(Written request) Render these lines as a Markdown table with two columns, Row and Line, numbering each line in the Row column and skipping any blank lines.

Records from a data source
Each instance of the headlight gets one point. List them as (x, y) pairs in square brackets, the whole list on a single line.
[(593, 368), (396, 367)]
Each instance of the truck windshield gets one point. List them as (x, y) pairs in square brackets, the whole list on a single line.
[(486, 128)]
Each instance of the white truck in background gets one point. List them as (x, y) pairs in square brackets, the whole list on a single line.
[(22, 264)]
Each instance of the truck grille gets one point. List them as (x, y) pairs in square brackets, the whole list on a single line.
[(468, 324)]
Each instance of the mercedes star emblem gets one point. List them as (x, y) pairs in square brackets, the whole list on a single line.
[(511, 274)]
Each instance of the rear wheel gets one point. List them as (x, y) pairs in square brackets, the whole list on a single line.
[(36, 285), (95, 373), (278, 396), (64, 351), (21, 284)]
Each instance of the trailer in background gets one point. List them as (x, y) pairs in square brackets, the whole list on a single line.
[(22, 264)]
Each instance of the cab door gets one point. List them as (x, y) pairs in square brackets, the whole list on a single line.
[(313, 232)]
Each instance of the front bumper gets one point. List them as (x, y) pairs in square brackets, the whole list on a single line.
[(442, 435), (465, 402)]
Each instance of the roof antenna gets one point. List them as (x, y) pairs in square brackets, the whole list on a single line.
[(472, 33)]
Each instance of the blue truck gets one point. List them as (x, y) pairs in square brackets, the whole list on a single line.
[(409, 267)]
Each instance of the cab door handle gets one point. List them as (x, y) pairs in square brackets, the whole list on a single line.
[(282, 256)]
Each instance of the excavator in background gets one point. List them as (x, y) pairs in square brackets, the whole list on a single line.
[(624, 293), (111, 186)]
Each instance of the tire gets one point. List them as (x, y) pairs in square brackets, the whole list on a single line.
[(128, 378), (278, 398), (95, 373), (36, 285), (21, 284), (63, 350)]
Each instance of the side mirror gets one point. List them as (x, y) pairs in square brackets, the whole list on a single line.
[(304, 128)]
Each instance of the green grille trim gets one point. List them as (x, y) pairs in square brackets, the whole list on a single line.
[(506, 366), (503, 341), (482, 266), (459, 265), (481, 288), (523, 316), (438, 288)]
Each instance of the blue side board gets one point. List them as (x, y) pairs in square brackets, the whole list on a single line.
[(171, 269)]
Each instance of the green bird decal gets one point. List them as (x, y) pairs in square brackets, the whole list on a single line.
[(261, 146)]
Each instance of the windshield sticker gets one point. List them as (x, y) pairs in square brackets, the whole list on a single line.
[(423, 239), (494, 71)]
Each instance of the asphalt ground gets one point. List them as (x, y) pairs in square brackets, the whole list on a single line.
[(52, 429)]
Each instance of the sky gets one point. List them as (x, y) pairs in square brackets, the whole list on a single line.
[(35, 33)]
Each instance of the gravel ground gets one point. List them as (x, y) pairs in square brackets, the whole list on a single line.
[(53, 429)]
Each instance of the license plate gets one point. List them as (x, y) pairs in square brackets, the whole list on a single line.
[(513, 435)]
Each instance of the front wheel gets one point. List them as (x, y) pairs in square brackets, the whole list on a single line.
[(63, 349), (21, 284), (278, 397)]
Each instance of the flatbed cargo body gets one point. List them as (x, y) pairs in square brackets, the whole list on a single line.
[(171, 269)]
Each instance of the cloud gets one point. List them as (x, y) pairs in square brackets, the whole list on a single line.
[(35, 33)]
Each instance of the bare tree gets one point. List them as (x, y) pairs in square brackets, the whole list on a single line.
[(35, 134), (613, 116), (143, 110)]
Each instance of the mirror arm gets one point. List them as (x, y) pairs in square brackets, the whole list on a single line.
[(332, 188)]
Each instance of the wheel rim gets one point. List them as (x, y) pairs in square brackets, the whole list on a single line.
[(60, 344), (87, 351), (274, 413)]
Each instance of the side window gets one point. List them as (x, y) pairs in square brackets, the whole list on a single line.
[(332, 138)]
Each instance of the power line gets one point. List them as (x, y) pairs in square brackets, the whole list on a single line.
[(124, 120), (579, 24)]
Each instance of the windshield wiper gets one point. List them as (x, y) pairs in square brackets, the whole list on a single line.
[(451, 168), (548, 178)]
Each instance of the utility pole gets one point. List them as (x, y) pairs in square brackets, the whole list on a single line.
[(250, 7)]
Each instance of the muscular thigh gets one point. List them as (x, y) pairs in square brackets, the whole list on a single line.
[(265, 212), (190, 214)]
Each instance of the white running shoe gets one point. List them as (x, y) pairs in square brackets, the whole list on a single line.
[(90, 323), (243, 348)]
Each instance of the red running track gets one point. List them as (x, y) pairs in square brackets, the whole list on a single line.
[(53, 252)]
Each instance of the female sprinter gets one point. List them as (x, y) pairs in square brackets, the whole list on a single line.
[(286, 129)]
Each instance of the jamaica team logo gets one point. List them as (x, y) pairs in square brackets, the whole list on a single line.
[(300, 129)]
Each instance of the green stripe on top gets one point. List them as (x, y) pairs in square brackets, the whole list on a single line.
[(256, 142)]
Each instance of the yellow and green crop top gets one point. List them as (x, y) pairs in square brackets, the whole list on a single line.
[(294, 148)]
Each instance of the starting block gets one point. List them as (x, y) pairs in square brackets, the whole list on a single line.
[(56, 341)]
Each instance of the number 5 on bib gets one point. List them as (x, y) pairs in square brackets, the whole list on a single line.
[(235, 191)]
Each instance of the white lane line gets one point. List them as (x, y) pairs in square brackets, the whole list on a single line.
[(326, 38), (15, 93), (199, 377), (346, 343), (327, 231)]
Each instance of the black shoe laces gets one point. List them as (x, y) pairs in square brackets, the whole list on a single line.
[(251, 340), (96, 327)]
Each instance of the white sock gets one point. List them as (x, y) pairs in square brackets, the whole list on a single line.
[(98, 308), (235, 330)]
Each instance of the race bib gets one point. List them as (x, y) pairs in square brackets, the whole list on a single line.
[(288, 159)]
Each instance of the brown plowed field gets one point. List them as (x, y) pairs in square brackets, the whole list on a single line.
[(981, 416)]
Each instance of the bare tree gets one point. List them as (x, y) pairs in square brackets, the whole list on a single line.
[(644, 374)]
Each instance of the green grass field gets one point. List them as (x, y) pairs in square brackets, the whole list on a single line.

(Response to the exercise)
| Row | Line |
|---|---|
| 1 | Each instance of the headlight gets one point. List them as (x, y) pairs in square brackets, the whole list on a single line. |
| 2 | [(593, 368), (396, 367)] |
| 3 | Each instance of the truck windshield gets one point. List them as (x, y) pairs in square brackets, the whole list on a single line. |
| 4 | [(486, 128)] |
| 5 | Each instance of the white truck in background gets one point. List them as (x, y) pairs in square brackets, the whole list on a single line. |
| 6 | [(22, 264)] |
| 7 | Each instance of the truck grille gets one point. List them as (x, y) pairs in square brackets, the whole list on a single line. |
| 8 | [(468, 324)] |
| 9 | Each instance of the mercedes star emblem gets one point. List them as (x, y) pairs in square brackets, the whole list on a single line. |
| 10 | [(511, 274)] |
| 11 | Each instance of the rear wheel gets one point. List them as (x, y) pairs in square brackets, the whole list on a single line. |
| 12 | [(36, 285), (95, 373), (278, 396), (64, 351), (21, 284)] |
| 13 | Each instance of the trailer in background gets one point. List them as (x, y) pairs in square brackets, the whole list on a single line. |
| 14 | [(22, 264)] |
| 15 | Each instance of the cab door gets one point. List them as (x, y) pairs in square brackets, the whole list on a single line. |
| 16 | [(313, 232)] |
| 17 | Each instance of the front bumper gets one point. List them as (x, y) pairs in square brackets, the whole list on a single line. |
| 18 | [(442, 435), (465, 402)] |
| 19 | Each instance of the roof antenna gets one point. List them as (x, y) pairs in square brackets, the whole list on a single line. |
| 20 | [(472, 33)] |
| 21 | Each instance of the blue truck gets one point. List them as (x, y) pairs in square brackets, the whole list on a single line. |
| 22 | [(409, 267)] |
| 23 | Each instance of the cab door handle gets one point. List them as (x, y) pairs in square brackets, the whole list on a single line. |
| 24 | [(282, 256)] |
| 25 | Each instance of the excavator in background gets one point. List them as (x, y) pairs in square brackets, the whole list on a single line. |
| 26 | [(624, 293), (111, 186)] |
| 27 | Each instance of the tire gets one point. List them as (x, y) pairs in square brackets, the whole list on a single line. |
| 28 | [(128, 378), (278, 398), (95, 373), (36, 285), (21, 284), (63, 350)] |
| 29 | Each instance of the side mirror gets one point. List them as (x, y) pairs in square brackets, the whole list on a single line. |
| 30 | [(304, 128)] |
| 31 | Each instance of the green grille trim gets one point. List them as (x, y) pairs in square brackets, the whole list on a single line. |
| 32 | [(506, 366), (503, 341), (482, 266), (459, 265), (481, 288), (523, 316), (438, 288)] |
| 33 | Each instance of the blue side board gets one point. List them as (x, y) pairs in square brackets, the whole list on a single line. |
| 34 | [(171, 269)] |
| 35 | Each instance of the green bird decal gets one point. List them as (x, y) pairs in square brackets, the whole list on a single line. |
| 36 | [(261, 146)] |
| 37 | Each instance of the windshield sticker gets one point. List them as (x, y) pairs in square brackets, the whole list on a single line. |
| 38 | [(423, 239), (494, 71)] |
| 39 | Each instance of the asphalt ground gets one point. List them as (x, y) pairs in square brackets, the whole list on a single line. |
| 40 | [(52, 429)] |
| 41 | Each instance of the sky gets one point. List them as (x, y) pairs in square brackets, the whole list on a single line. |
| 42 | [(35, 33)] |
| 43 | Each instance of the gravel ground gets one point. List them as (x, y) pairs in square brackets, the whole list on a single line. |
| 44 | [(53, 429)] |
| 45 | Each instance of the license plate gets one point. List them as (x, y) pairs in square brackets, the whole list on a single line. |
| 46 | [(513, 435)] |
| 47 | Each instance of the front wheel gets one point. List them as (x, y) pairs in square brackets, the whole list on a single line. |
| 48 | [(63, 349), (21, 284), (278, 397)] |
| 49 | Each instance of the flatbed cargo body gets one point. List them as (x, y) pairs in square brackets, the whole list on a single line. |
| 50 | [(171, 269)] |
| 51 | Each instance of the cloud gets one point. List them as (x, y) pairs in square brackets, the whole list on a single line. |
| 52 | [(35, 33)] |
| 53 | Each instance of the bare tree gets one point. List them as (x, y) pairs in square brackets, the whole list on a single line. |
| 54 | [(35, 134), (613, 116), (143, 110)] |
| 55 | Each instance of the mirror arm gets one point. List them as (x, y) pairs in square brackets, the whole list on a single line. |
| 56 | [(332, 188)] |
| 57 | Each instance of the wheel rim gets one point. List them as (x, y) pairs in square brackets, the whole list on a single line. |
| 58 | [(60, 344), (87, 351), (274, 413)] |
| 59 | Each instance of the side window gets one point. List them as (x, y) pairs in square brackets, the whole list on a single line. |
| 60 | [(332, 138)] |
| 61 | Each instance of the power line gets one point. List them as (x, y) pairs in square brackets, the whole list on a single line. |
| 62 | [(124, 120), (579, 24)] |
| 63 | Each instance of the windshield wiper gets one point. List them as (x, y) pairs in square brackets, the whole list on a single line. |
| 64 | [(451, 168), (548, 178)] |
| 65 | Each instance of the utility pole gets one point. List them as (x, y) pairs in square brackets, the whole list on a single line. |
| 66 | [(250, 7)] |
| 67 | Each instance of the muscular thigh gets one point. List them as (x, y) pairs in square brackets, the whole list on a single line. |
| 68 | [(265, 212), (190, 214)] |
| 69 | Each instance of the white running shoe gets one point. List them as (x, y) pairs in square brackets, the whole list on a single line. |
| 70 | [(90, 323), (243, 348)] |
| 71 | Each instance of the red running track gets one point. List them as (x, y) pairs in square brackets, the whole list on a single line. |
| 72 | [(53, 252)] |
| 73 | Each instance of the female sprinter gets one point. List them as (x, y) pairs in square brackets, the whole list on a single line. |
| 74 | [(286, 129)] |
| 75 | Each instance of the jamaica team logo gets one point. List them as (x, y) pairs in square brackets, the whole list on a single line. |
| 76 | [(300, 129)] |
| 77 | Each instance of the green stripe on top gets one point. List them as (x, y) pairs in square brackets, the whole list on a single line. |
| 78 | [(256, 142)] |
| 79 | Each instance of the yellow and green crop top gets one point. List them as (x, y) pairs in square brackets, the whole list on a single line. |
| 80 | [(294, 148)] |
| 81 | Each instance of the starting block gets one point. List them as (x, y) pairs in square brackets, the whole list on a single line. |
| 82 | [(56, 341)] |
| 83 | Each instance of the number 5 on bib gets one point. List them as (x, y) pairs in square brackets, the whole list on a single line. |
| 84 | [(235, 191)] |
| 85 | Each instance of the white lane line gets one point. List them as (x, y) pairs in square brackets, the whole list on a single line. |
| 86 | [(326, 38), (15, 93), (199, 377), (346, 343), (327, 231)] |
| 87 | Each instance of the black shoe laces gets one point. List them as (x, y) pairs in square brackets, the whole list on a single line. |
| 88 | [(251, 340), (96, 327)] |
| 89 | Each instance of the white sock gets one point. List them as (x, y) pairs in square brackets, the whole list on a single line. |
| 90 | [(98, 308), (235, 330)] |
| 91 | Each instance of the race bib gets one point. List them as (x, y) pairs in square brackets, the whole list on a single line. |
| 92 | [(288, 159)] |
| 93 | Each instance of the brown plowed field gets one point. List them as (x, y) pairs in square brackets, the whole list on a single line. |
| 94 | [(981, 416)] |
| 95 | Each instance of the bare tree gets one point. List them as (x, y) pairs in square brackets, the whole list on a single line. |
| 96 | [(644, 374)] |
| 97 | Each instance of the green grass field gets one point. List them as (x, y) pairs in square brackets, the whole list on a single line. |